Au cours du mois de mars, les rencontres nationales chauves-souris de la SFEPM ont rassemblées les passionné.es de chauves-souris. Les évolutions de Vigie-chiro et les tendances des populations de chauves-souris estimées grâce à ce programme y ont été présentées. En voici un résumé.
Au cours du mois de mars, les rencontres nationales chauves-souris de la SFEPM ont rassemblées les passionnés de chauves-souris du territoire français et des pays amis. Ces rencontres annuelles sont préparées sous l’égide de la Société française pour l’étude et la protection des mammifères (SFEPM) par le muséum d’histoire naturelle de Bourges. Durant ces rencontres, les tendances des populations sur les 18 années écoulées depuis le lancement de Vigie-chiro ont été présentées par Yves Bas, responsable de Vigie-chiro, et son bras droit, Tiphaine Devaux.
Depuis 2006, Vigie-chiro réalise le suivi des chauves-souris et ne cesse d’évoluer. Le développement des méthodes acoustiques et de l’intelligence artificielle ont permis de mettre au point et d’affiner les outils pour identifier les espèces par leurs cris. Ainsi, le protocole point fixe qui permet d’utiliser un enregistreur autonome s’est ajouté aux protocoles pédestre et routier. Plus simple et permettant d’enregistrer les sons de la nuit en continu, le nombre de données récoltées pour le suivi est en augmentation depuis le lancement de ce protocole en 2014, et qui cumule aujourd'hui 115 375 nuits au total.

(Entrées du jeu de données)

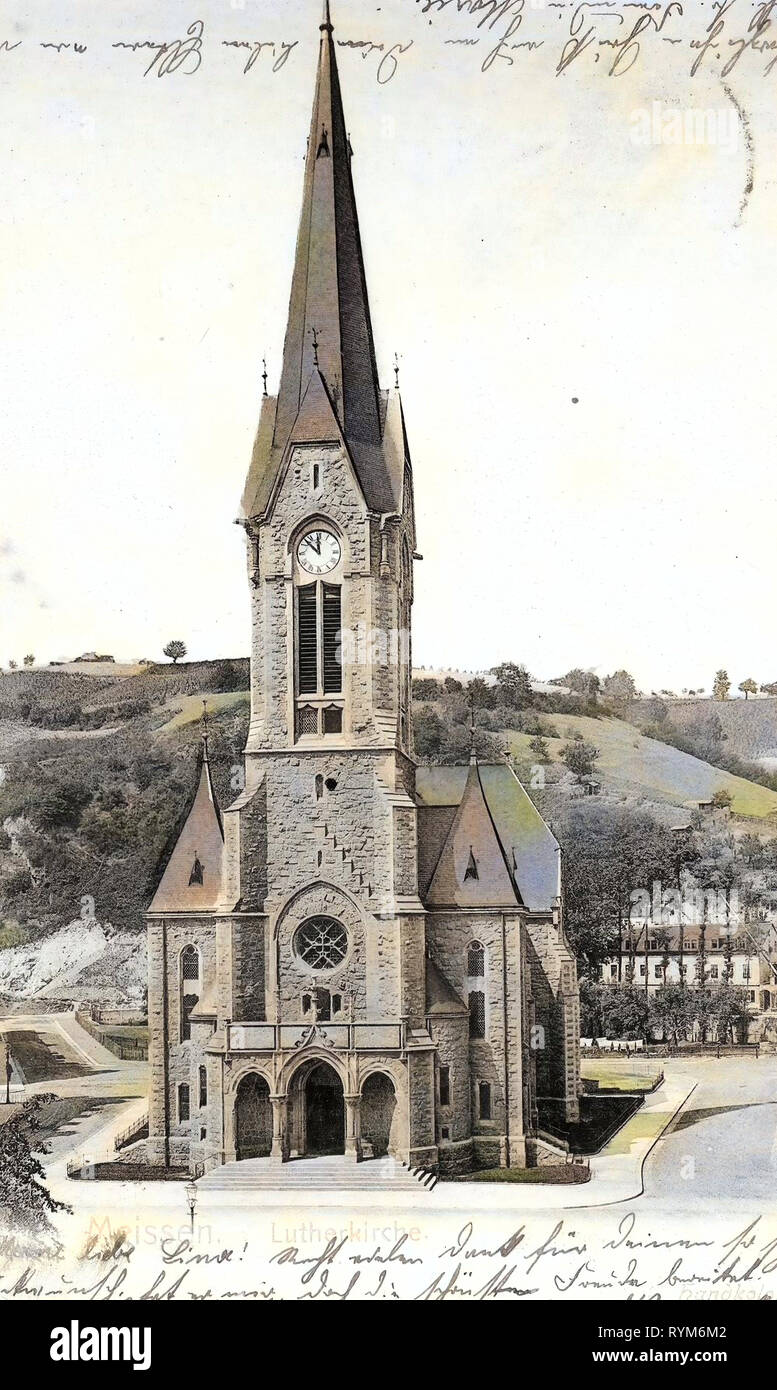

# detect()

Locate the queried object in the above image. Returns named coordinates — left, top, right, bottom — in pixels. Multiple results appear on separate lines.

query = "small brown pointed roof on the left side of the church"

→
left=149, top=724, right=224, bottom=912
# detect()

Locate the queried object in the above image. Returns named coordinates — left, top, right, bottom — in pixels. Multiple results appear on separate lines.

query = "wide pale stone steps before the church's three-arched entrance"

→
left=197, top=1155, right=428, bottom=1193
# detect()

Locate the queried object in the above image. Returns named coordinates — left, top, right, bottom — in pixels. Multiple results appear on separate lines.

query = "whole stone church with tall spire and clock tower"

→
left=146, top=4, right=580, bottom=1176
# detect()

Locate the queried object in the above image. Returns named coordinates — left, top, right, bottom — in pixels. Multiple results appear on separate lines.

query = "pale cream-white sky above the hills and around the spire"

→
left=0, top=0, right=777, bottom=691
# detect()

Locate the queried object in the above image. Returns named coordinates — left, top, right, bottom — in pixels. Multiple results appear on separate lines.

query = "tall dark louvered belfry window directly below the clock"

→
left=295, top=525, right=343, bottom=738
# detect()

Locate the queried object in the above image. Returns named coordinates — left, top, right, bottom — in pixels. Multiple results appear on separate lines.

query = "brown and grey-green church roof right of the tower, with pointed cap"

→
left=416, top=765, right=560, bottom=912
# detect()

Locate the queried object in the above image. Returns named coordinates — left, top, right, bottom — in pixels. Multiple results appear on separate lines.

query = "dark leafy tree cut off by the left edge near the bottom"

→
left=0, top=1094, right=71, bottom=1234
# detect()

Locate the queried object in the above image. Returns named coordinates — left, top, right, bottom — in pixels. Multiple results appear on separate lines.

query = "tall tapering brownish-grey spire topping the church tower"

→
left=274, top=0, right=381, bottom=467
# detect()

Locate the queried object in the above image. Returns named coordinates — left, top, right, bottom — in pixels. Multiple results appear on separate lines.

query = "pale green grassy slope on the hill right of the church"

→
left=509, top=702, right=777, bottom=817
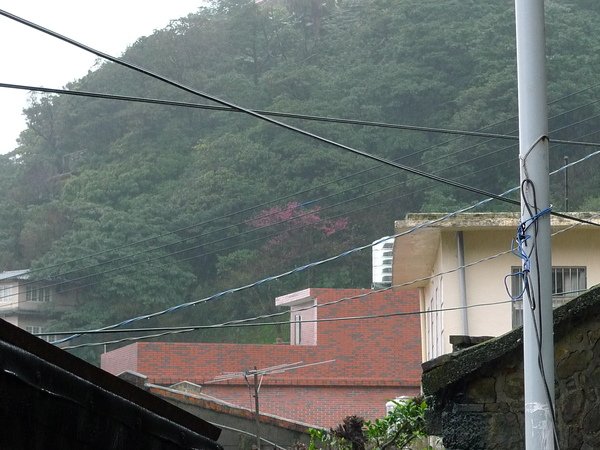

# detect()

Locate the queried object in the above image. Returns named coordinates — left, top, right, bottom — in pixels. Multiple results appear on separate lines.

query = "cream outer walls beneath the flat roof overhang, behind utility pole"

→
left=423, top=228, right=600, bottom=359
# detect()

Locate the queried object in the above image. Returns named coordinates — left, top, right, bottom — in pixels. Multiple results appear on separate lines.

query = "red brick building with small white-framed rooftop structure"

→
left=102, top=289, right=421, bottom=427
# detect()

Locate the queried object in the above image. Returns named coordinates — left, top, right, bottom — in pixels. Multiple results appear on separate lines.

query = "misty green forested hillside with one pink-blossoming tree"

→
left=0, top=0, right=600, bottom=352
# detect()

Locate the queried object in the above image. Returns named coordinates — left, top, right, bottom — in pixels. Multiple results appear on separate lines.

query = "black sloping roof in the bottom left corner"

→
left=0, top=320, right=220, bottom=450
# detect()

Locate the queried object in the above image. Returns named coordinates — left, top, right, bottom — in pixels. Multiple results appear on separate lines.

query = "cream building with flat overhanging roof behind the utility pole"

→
left=393, top=213, right=600, bottom=360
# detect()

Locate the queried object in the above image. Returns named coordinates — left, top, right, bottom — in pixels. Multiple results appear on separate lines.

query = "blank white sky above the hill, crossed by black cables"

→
left=0, top=0, right=203, bottom=153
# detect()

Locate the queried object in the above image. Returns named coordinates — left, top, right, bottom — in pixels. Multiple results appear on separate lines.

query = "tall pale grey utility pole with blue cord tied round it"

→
left=515, top=0, right=555, bottom=450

CONSIGNES:
1. Recopiez le passage de l'extrait sur Vigie-chiro de « Depuis 2006, Vigie-chiro » à « nuits au total. ».
2. D'après l'extrait sur Vigie-chiro, en quelle année le protocole point fixe a-t-il été lancé ?
3. Résumez l'extrait sur Vigie-chiro en deux phrases.
La liste de données constitue un matériau indépendant de l'extrait.

CORRIGÉ:
1.
Depuis 2006, Vigie-chiro réalise le suivi des chauves-souris et ne cesse d’évoluer. Le développement des méthodes acoustiques et de l’intelligence artificielle ont permis de mettre au point et d’affiner les outils pour identifier les espèces par leurs cris. Ainsi, le protocole point fixe qui permet d’utiliser un enregistreur autonome s’est ajouté aux protocoles pédestre et routier. Plus simple et permettant d’enregistrer les sons de la nuit en continu, le nombre de données récoltées pour le suivi est en augmentation depuis le lancement de ce protocole en 2014, et qui cumule aujourd'hui 115 375 nuits au total.

2. En 2014.

3. Lors des rencontres nationales chauves-souris de la SFEPM en mars, Yves Bas et Tiphaine Devaux ont présenté les tendances des populations de chauves-souris sur les 18 années écoulées depuis le lancement de Vigie-chiro. Ce programme de suivi, actif depuis 2006, s'est enrichi en 2014 d'un protocole point fixe à enregistreur autonome, qui cumule aujourd'hui 115 375 nuits.